▶ **Exercise brief**
Every line of the data must be retyped exactly as it stands.

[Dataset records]
- Opening Delimiter -

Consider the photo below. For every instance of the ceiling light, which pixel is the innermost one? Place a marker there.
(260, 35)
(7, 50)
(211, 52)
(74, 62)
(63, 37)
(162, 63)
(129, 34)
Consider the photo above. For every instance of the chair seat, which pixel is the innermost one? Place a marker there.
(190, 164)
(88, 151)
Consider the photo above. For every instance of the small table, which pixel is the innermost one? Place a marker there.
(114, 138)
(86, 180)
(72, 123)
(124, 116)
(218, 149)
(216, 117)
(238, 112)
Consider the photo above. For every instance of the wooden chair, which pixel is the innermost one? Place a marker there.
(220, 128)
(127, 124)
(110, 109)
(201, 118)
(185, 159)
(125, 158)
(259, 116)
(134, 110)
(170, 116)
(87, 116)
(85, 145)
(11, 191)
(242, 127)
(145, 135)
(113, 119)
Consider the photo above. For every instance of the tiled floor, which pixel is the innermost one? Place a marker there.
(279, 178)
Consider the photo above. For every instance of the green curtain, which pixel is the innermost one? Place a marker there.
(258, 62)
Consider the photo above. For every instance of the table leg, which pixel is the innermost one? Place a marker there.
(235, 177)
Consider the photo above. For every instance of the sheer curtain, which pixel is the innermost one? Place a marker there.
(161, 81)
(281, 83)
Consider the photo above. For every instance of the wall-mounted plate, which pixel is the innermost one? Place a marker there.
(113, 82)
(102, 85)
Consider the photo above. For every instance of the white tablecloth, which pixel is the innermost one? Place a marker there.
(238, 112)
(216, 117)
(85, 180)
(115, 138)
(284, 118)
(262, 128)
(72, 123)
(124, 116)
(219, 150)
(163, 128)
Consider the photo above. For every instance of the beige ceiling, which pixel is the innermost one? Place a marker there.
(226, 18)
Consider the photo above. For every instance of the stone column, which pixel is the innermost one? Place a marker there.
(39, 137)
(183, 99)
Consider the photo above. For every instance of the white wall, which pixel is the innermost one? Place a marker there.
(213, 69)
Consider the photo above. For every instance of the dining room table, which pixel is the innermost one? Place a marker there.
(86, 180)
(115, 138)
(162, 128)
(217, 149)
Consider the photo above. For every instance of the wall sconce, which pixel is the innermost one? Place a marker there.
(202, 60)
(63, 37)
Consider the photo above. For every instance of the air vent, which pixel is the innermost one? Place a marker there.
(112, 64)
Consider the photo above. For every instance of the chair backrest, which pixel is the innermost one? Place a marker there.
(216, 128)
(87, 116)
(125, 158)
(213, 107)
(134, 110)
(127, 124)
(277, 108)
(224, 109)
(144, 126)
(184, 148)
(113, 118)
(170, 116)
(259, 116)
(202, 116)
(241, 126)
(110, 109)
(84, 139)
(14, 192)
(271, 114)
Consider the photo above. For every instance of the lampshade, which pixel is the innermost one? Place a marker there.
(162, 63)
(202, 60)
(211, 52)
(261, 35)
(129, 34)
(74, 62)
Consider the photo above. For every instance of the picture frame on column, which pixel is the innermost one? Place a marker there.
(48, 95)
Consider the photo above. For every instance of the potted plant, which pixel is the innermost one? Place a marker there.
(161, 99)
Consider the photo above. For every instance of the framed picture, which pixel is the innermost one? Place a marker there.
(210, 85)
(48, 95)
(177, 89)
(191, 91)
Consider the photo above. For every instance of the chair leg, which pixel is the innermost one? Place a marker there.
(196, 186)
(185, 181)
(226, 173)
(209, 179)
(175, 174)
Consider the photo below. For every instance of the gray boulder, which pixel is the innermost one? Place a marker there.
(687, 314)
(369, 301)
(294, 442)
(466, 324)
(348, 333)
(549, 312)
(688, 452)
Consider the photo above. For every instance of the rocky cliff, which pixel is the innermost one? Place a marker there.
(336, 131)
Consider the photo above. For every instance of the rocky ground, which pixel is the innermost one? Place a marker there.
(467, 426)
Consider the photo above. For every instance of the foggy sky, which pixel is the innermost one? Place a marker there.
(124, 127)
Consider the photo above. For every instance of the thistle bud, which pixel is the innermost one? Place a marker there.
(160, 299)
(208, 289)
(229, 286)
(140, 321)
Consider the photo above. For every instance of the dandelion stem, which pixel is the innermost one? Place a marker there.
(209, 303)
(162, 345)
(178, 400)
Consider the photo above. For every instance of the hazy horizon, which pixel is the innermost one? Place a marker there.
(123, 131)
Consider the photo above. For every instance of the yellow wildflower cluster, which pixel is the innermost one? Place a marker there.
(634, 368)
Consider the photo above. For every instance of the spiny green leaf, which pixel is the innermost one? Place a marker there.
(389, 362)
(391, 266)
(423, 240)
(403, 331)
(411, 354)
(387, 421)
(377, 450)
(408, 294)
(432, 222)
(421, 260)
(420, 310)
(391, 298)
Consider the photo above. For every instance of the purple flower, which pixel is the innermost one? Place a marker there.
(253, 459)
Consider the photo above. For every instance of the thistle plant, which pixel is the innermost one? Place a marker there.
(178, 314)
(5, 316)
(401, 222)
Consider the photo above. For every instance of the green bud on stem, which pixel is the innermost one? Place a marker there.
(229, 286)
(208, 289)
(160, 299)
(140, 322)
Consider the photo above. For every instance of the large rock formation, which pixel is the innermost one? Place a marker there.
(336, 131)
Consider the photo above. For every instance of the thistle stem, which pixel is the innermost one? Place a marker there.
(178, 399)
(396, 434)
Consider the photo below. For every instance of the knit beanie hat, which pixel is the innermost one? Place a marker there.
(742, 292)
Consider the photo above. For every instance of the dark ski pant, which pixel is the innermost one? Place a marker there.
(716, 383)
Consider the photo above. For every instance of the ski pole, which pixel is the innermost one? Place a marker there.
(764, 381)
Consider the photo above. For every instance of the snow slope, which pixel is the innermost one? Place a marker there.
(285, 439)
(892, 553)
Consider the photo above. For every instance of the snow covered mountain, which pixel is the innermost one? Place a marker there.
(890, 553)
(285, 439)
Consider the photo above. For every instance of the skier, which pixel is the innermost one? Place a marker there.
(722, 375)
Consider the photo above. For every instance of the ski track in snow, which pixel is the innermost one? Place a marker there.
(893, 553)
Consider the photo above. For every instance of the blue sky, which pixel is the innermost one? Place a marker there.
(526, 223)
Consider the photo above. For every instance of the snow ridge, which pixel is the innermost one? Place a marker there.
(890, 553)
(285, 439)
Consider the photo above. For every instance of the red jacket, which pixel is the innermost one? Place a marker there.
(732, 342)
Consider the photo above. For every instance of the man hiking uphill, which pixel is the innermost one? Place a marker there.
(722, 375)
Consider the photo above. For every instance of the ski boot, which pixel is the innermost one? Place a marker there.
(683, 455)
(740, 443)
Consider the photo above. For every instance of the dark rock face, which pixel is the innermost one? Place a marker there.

- Closing Delimiter -

▶ **Response below**
Consider the photo below. For every instance of the ceiling light, which pixel is the innermost one? Place a marker there.
(260, 35)
(7, 50)
(211, 52)
(74, 62)
(63, 37)
(162, 63)
(129, 34)
Consider the photo above. For every instance of the chair seat, which pixel is the innermost one? Place a marker there.
(190, 164)
(88, 151)
Consider the photo above. For every instance of the small table, which pixel is the innermost one? Place a marker there.
(114, 138)
(86, 180)
(72, 123)
(124, 116)
(218, 149)
(216, 117)
(238, 112)
Consider the photo above. For every instance of the wooden chair, which pixel is the innermost one? Place a marker there.
(220, 128)
(127, 124)
(110, 109)
(201, 118)
(185, 159)
(125, 158)
(259, 116)
(134, 110)
(170, 116)
(87, 116)
(85, 145)
(11, 191)
(242, 127)
(145, 135)
(113, 119)
Consider the photo above. For every instance of the tiled floor, which pixel is the innermost one? Place a marker there.
(279, 178)
Consider the photo above. For every instance of the green curtain, which pixel is the innermost one? Place a marker there.
(258, 62)
Consider the photo above. For every instance of the table leg, which pixel is the innermost one? Place a marker there.
(235, 177)
Consider the photo above. For every instance of the sheer curtain, which pixel is the innermost one? Place a marker there.
(161, 81)
(281, 83)
Consider the photo above. For every instance of the wall-mounted plate, which pixel is the innermost one? Place a marker there.
(113, 82)
(102, 85)
Consider the photo above. For every instance of the white tablecloth, which pixel is the innermost one? Place a marker there.
(238, 112)
(216, 117)
(85, 180)
(115, 138)
(284, 118)
(262, 128)
(72, 123)
(124, 116)
(219, 150)
(163, 128)
Consider the photo above. For every instance of the beige ceiling, which pixel is the innermost one? Place a marker there.
(226, 18)
Consider the photo above. For every instance of the stone column, which pixel is the innermost one? Place a marker there.
(39, 137)
(183, 99)
Consider the photo above. For every instance of the white wall, which pixel is the innermost one? Place a marker there.
(213, 69)
Consider the photo above. For every instance of the dining room table, which pixel is the innermost one? Place a marker there.
(86, 180)
(115, 138)
(162, 128)
(217, 149)
Consider the photo above. For every instance of the wall sconce, which pixel is the innermost one? Place a marker there.
(202, 60)
(63, 37)
Consider the photo above. For every instance of the air vent, which pixel is the innermost one? Place a marker there.
(112, 64)
Consider the photo above. For every instance of the chair backrest, which pixel is the innermost one? Place a marker there.
(216, 128)
(87, 116)
(125, 158)
(213, 107)
(134, 110)
(127, 124)
(277, 108)
(224, 109)
(144, 126)
(184, 148)
(113, 118)
(170, 116)
(259, 116)
(202, 116)
(241, 126)
(110, 109)
(84, 139)
(14, 192)
(271, 114)
Consider the photo above. For every instance of the lampshade, which pixel is the innermost one? Place a marker there.
(162, 63)
(202, 60)
(211, 52)
(261, 35)
(129, 34)
(74, 62)
Consider the photo above. For every instance of the picture frame on column, which pixel is the innermost one? Place a marker there.
(48, 95)
Consider the photo above. For every instance of the potted plant, which pixel is the innermost one? Place a marker there.
(161, 99)
Consider the photo above. For every instance of the framed picture, which pixel is the innermost one? Place a marker there.
(210, 85)
(48, 95)
(177, 89)
(191, 91)
Consider the photo above. For every instance of the chair leg, which pixel is the innermost one? Place a marker there.
(196, 186)
(185, 181)
(226, 173)
(209, 179)
(175, 174)
Consider the photo below. For every instance of the gray boulder, which pixel is the innermost one? Place a marker there.
(687, 314)
(369, 301)
(294, 442)
(466, 324)
(348, 333)
(549, 312)
(688, 452)
Consider the photo above. For every instance of the rocky cliff, which pixel is the innermost one? Place a marker there.
(336, 131)
Consider the photo above. For every instance of the rocky ground, which pixel is the innermost one? Place a marker there.
(467, 426)
Consider the photo above. For every instance of the foggy sky, which pixel is the innermost one? Place a marker there.
(124, 127)
Consider the photo above. For every instance of the thistle bud, which pixel is the innermost one? Place a marker there.
(160, 299)
(208, 289)
(229, 286)
(140, 321)
Consider the photo above. For every instance of the dandelion stem, which pixel is the innermost one? Place a marker there.
(209, 303)
(162, 345)
(178, 400)
Consider the photo above. For every instance of the hazy horizon, which pixel is the innermost one? Place a marker there.
(123, 131)
Consider the photo above. For every instance of the yellow wildflower cluster, which pixel is the innermost one? Place a marker there.
(634, 368)
Consider the photo above. For every instance of the spiny green leaf, which pixel is the innermost one? Place a marker there.
(389, 362)
(391, 266)
(423, 240)
(403, 331)
(411, 354)
(387, 421)
(377, 450)
(408, 294)
(432, 222)
(421, 260)
(420, 310)
(391, 298)
Consider the photo above. For every instance of the purple flower, which pixel is the innermost one? Place a marker there.
(253, 459)
Consider the photo above. For every instance of the thistle plant, which pixel is the innermost one? Place a marker there.
(178, 314)
(5, 316)
(401, 222)
Consider the photo above. For every instance of the green bud on stem, which pixel is the innermost one? Place a marker there.
(229, 286)
(208, 289)
(160, 299)
(140, 322)
Consider the photo above. For every instance of the large rock formation, which pixel is the innermost one? Place a marker there.
(336, 131)
Consider the photo above. For every instance of the thistle stem, which pixel is the innermost one? Place a marker there.
(178, 399)
(396, 434)
Consider the photo below. For every instance of the knit beanie hat, which pixel is the innermost one? Place a marker there.
(742, 292)
Consider the photo above. For every instance of the dark ski pant, which pixel is the innermost one? Place a marker there.
(716, 383)
Consider the photo above. For every instance of the ski pole, which pixel is the innermost one? Place a marker there.
(764, 381)
Consider the photo above. For every instance of the snow slope, which pixel is the innermost one? Place a marker there.
(285, 439)
(892, 553)
Consider the photo above. For every instance of the snow covered mountain, which pixel is the innermost one? Place a marker there.
(890, 553)
(285, 439)
Consider the photo above. For every instance of the skier, which pixel is the innermost one? Place a marker there.
(722, 375)
Consider the photo above. For every instance of the ski track in snow, which pixel is the innermost one? Place a marker there.
(893, 553)
Consider the photo above. For every instance of the blue sky, which pixel is the innermost one? Place a marker there.
(526, 223)
Consider the photo above. For every instance of the snow ridge, which pixel is the innermost one? Place a marker there.
(890, 553)
(285, 439)
Consider the photo above. For every instance of the red jacket, which pixel is the innermost one? Place a marker there.
(732, 342)
Consider the photo above. For every instance of the man hiking uphill, which pixel is the innermost one? Place a marker there.
(722, 375)
Consider the photo above. For every instance of the ski boot, which pixel is the innermost one? Place a marker there.
(683, 455)
(740, 443)
Consider the photo above. For every instance of the dark rock face, which pixel is the innermost one? Place a marker there.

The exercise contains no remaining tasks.